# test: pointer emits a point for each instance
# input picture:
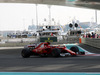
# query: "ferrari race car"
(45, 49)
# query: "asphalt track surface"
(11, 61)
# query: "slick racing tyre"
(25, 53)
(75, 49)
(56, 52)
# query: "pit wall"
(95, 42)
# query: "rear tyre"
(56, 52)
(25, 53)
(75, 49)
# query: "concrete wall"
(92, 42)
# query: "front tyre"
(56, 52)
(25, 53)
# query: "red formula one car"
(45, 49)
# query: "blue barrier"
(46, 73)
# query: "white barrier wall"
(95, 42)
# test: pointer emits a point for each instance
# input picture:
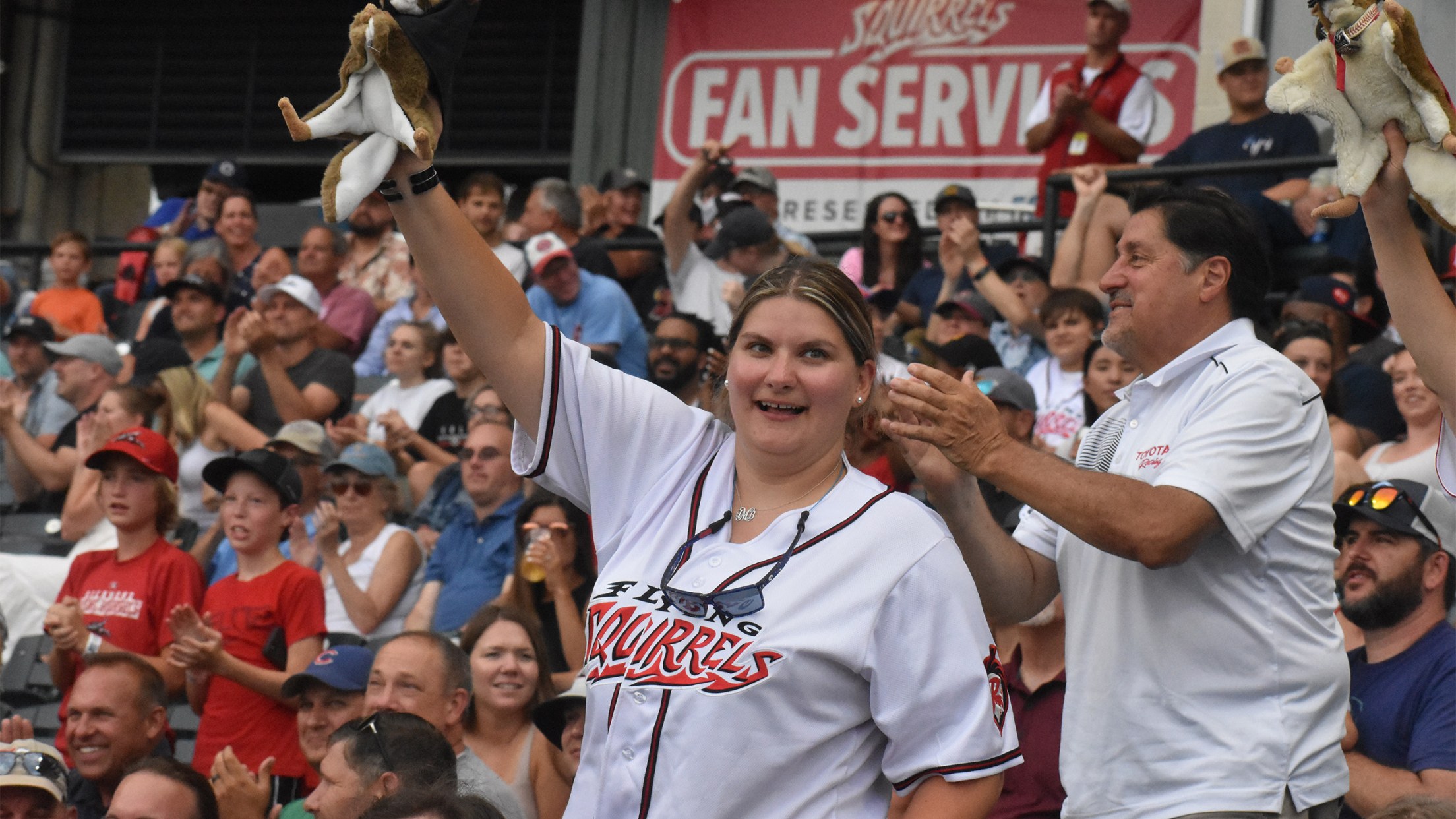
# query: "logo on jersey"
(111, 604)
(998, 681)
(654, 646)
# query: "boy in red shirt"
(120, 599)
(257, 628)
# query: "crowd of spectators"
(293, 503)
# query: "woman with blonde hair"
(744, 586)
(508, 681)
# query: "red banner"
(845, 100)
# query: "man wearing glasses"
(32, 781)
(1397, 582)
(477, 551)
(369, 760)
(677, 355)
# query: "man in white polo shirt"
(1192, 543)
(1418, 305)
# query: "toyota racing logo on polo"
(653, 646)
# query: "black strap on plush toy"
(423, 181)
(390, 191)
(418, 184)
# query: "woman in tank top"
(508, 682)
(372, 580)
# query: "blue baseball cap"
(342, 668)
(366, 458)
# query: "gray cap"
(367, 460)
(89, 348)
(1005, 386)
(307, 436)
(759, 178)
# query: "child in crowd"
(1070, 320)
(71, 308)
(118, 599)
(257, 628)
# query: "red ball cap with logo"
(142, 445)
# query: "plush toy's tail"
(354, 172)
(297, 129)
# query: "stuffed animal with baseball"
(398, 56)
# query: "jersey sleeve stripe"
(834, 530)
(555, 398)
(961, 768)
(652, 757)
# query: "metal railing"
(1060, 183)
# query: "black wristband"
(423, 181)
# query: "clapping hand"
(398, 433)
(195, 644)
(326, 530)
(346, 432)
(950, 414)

- _EXERCISE DIRECTIONS_
Write the material out again word for word and omit any images.

- _YOUR RESPONSE_
# test: pointer emits a point for each instance
# input picture:
# query: "ferrari race car"
(45, 49)
# query: "asphalt track surface"
(11, 61)
# query: "slick racing tyre"
(25, 53)
(75, 49)
(56, 52)
# query: "pit wall"
(95, 42)
# query: "rear tyre"
(56, 52)
(25, 53)
(75, 49)
# query: "concrete wall"
(92, 42)
# query: "front tyre"
(56, 52)
(25, 53)
# query: "red formula one car"
(45, 49)
# query: "blue barrier"
(46, 73)
# query: "white barrier wall"
(95, 42)
# test: pointer emits a point for each instance
# input picture:
# query: "logo on jersey"
(111, 604)
(998, 681)
(654, 646)
# query: "boy in red shirt"
(120, 599)
(257, 628)
# query: "crowd of spectators"
(293, 503)
# query: "woman with blonde hair"
(744, 586)
(508, 681)
# query: "red banner"
(845, 100)
# query: "man wearing glasses"
(32, 781)
(1397, 582)
(477, 551)
(369, 760)
(677, 355)
# query: "man in white polo shirt"
(1192, 543)
(1418, 305)
# query: "toyota racing logo on polo"
(653, 646)
# query: "black strap on plush toy"
(423, 181)
(390, 191)
(418, 184)
# query: "woman in tank top"
(508, 682)
(372, 580)
# query: "blue baseball cap"
(342, 668)
(366, 458)
# query: "gray cap"
(367, 460)
(89, 348)
(1005, 386)
(307, 436)
(759, 178)
# query: "child in crowd"
(1070, 320)
(71, 308)
(118, 599)
(257, 628)
# query: "red ball cap with logo"
(142, 445)
# query: "plush toy's tail"
(354, 172)
(297, 129)
# query: "stuffed animal with baseball"
(398, 56)
# query: "jersey sleeve stripe"
(834, 530)
(555, 398)
(961, 768)
(652, 757)
# query: "metal railing"
(1060, 183)
# query: "black wristband"
(423, 181)
# query: "clapping hand"
(398, 433)
(195, 644)
(326, 530)
(346, 432)
(950, 414)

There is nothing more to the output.